### WHAT TO PRODUCE:
Each entry needs to be restated exactly as written.

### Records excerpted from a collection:
..............................
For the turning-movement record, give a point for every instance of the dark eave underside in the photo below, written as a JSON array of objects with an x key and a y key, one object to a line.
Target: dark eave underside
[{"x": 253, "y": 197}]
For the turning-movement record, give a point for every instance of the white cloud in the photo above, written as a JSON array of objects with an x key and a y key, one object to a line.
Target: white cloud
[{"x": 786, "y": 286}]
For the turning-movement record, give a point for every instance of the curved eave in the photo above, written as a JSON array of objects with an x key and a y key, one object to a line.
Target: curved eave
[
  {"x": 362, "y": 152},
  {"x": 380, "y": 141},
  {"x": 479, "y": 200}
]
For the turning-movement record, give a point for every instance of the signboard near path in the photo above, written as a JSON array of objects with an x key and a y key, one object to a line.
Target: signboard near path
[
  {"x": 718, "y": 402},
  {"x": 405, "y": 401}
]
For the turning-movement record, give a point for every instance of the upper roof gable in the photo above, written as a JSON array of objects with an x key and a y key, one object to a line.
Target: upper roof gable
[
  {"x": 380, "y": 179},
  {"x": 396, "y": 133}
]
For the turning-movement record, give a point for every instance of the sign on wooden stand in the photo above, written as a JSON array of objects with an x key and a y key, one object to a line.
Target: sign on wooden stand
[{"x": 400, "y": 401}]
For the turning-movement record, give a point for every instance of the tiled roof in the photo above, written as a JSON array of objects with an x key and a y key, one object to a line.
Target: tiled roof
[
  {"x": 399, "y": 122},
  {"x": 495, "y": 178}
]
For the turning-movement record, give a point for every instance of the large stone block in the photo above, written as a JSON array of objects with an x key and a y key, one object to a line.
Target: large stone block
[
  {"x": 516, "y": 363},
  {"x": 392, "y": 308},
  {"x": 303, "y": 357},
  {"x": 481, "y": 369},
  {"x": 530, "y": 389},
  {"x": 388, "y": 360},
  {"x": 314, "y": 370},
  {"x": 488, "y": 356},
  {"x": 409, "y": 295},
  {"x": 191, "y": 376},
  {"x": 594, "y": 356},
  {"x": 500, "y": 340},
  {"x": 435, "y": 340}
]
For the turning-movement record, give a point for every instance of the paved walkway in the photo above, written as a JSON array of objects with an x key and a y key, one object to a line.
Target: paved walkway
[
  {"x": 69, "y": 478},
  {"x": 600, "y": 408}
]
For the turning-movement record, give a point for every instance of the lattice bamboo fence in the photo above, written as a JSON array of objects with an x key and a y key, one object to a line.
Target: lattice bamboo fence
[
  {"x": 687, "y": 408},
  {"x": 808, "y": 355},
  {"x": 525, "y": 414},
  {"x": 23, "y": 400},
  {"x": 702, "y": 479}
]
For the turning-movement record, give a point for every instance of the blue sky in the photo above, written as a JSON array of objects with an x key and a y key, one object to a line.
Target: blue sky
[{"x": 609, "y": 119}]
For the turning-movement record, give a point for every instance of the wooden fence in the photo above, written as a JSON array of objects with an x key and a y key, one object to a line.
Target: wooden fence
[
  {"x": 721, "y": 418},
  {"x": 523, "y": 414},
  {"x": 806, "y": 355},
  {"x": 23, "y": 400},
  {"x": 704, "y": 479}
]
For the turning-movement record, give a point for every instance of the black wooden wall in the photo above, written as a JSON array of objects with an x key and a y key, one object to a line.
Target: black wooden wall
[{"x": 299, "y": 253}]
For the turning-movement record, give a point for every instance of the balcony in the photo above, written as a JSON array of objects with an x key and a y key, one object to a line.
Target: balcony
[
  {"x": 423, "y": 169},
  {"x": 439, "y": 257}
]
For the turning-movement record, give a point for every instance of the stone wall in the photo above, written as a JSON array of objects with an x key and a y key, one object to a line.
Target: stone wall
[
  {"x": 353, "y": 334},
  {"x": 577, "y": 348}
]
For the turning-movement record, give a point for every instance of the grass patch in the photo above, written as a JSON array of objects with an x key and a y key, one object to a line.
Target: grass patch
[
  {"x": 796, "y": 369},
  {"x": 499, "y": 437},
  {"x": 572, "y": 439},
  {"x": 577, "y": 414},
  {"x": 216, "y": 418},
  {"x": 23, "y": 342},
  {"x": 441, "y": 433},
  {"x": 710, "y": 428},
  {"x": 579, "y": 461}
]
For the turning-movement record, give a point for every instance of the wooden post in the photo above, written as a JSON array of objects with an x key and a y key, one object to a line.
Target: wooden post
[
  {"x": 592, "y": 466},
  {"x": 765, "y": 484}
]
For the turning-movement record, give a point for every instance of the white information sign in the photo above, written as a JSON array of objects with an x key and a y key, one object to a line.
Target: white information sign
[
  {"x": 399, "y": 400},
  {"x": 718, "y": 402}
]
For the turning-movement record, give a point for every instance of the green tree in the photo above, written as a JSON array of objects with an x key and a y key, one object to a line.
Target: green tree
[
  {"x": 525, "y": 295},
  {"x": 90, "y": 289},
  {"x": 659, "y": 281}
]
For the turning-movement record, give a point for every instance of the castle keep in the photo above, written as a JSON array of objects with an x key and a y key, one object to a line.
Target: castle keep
..............................
### EXERCISE SOLUTION:
For the turning-movement record, give a point for every instance of the dark eave underside in the photo below, written as a JSON array of objects with an x key and a y key, one object to a line.
Target: dark eave underside
[{"x": 253, "y": 197}]
For the turning-movement record, give a point for every instance of the white cloud in the photo above, written as a JSON array of objects with an x key and a y key, one object to a line.
Target: white cloud
[{"x": 786, "y": 286}]
For the turning-movement record, give a point for every instance of the curved eave in the photo above, written as a JSON array of objects with an x key and a y key, one object to a line.
Target: curved eave
[
  {"x": 362, "y": 152},
  {"x": 380, "y": 141},
  {"x": 479, "y": 200}
]
For the turning-movement record, give a point for every instance of the signboard near path in the photo above, written as a JSON array of objects with an x key and a y key, one object to a line.
Target: signboard near path
[
  {"x": 718, "y": 402},
  {"x": 405, "y": 401}
]
For the turning-movement record, give a point for every instance of the upper roof gable in the photo above, written as a JSON array of objects with an x key and a y key, one object to a line.
Target: upper roof gable
[
  {"x": 380, "y": 179},
  {"x": 396, "y": 133}
]
For the turning-movement record, give a point for every instance of the sign on wooden stand in the photo above, written as a JSON array of objects with an x key and a y key, one object to a line.
Target: sign on wooden stand
[{"x": 400, "y": 401}]
For the turning-movement record, give a point for every instance of the tiled roof in the photo above, written as a JSON array of objects with an x key and a y key, one object to a line.
Target: tiled roof
[
  {"x": 399, "y": 122},
  {"x": 495, "y": 178}
]
For the turning-movement record, give a point for every instance of the large stone block in the photo above, written as a JSON array of objects with an x key and a y key, one object to a line.
Target: large stone block
[
  {"x": 516, "y": 363},
  {"x": 392, "y": 308},
  {"x": 303, "y": 357},
  {"x": 481, "y": 369},
  {"x": 530, "y": 389},
  {"x": 388, "y": 360},
  {"x": 314, "y": 370},
  {"x": 488, "y": 356},
  {"x": 409, "y": 295},
  {"x": 191, "y": 376},
  {"x": 594, "y": 356},
  {"x": 500, "y": 340},
  {"x": 435, "y": 340}
]
For the turning-movement record, give a point for every instance of the paved walkway in the photo above, written as a JSON array of objects with an x key and a y key, one object to a line.
Target: paved walkway
[
  {"x": 69, "y": 478},
  {"x": 600, "y": 408}
]
For the turning-movement record, give a point for every instance of the lattice bamboo fence in the photo above, written as a JSON array of objects with an x key and a y key, one object to a line.
Target: lattice bamboo fence
[
  {"x": 687, "y": 408},
  {"x": 808, "y": 355},
  {"x": 525, "y": 414},
  {"x": 23, "y": 400},
  {"x": 702, "y": 479}
]
For the turning-movement record, give a point for every instance of the blue sky in the photo above, written as a JSON array of objects with an x key and a y key, one object to a line.
Target: blue sky
[{"x": 609, "y": 119}]
For the turning-movement record, give a point for every instance of the wooden fence in the photo above, written as a JSON array of objects with an x key and a y key, one object to a line.
Target: wooden fence
[
  {"x": 721, "y": 418},
  {"x": 523, "y": 414},
  {"x": 806, "y": 355},
  {"x": 23, "y": 400},
  {"x": 704, "y": 479}
]
For the turning-movement record, give a point for every instance of the black wooden wall in the photo above, written as a JSON array of objects with an x key and a y key, one object to a line.
Target: black wooden wall
[{"x": 299, "y": 253}]
For the turning-movement record, give a point for every instance of the balcony in the photo above, written as a JSON array of objects with an x key and a y key, one object to a line.
Target: balcony
[
  {"x": 423, "y": 169},
  {"x": 439, "y": 257}
]
For the turning-movement record, give a point for every instance of the stone wall in the photo above, written as a JSON array of objects with an x key and a y key, one object to a line.
Target: stone wall
[
  {"x": 353, "y": 334},
  {"x": 577, "y": 348}
]
For the turning-movement record, give a point for every instance of the grass patch in the photo above, written as a JSON array of objects with an x key and a y key, one object to a line.
Target: grass patch
[
  {"x": 796, "y": 369},
  {"x": 499, "y": 437},
  {"x": 572, "y": 439},
  {"x": 577, "y": 414},
  {"x": 216, "y": 418},
  {"x": 23, "y": 342},
  {"x": 441, "y": 433},
  {"x": 710, "y": 428},
  {"x": 579, "y": 461}
]
For the turning-movement record, give a point for every instance of the wooden post in the photo above, written as a JSON array of objects with an x key and a y key, one object to a line.
Target: wooden post
[
  {"x": 592, "y": 466},
  {"x": 765, "y": 484}
]
For the turning-movement record, give a point for every instance of the white information sign in the photo above, written as a JSON array of objects with an x key and a y key, one object to a line.
Target: white information sign
[
  {"x": 399, "y": 400},
  {"x": 718, "y": 402}
]
For the turning-movement record, give a point for every instance of the green tree in the photo above, written as a JSON array of objects with an x key and a y key, one object to a line.
Target: green tree
[
  {"x": 525, "y": 295},
  {"x": 90, "y": 289},
  {"x": 659, "y": 281}
]
For the turning-movement record, give a point for every instance of the castle keep in the photo above, written as a JSON array of objects with an x key and a y key, one object to a line.
Target: castle keep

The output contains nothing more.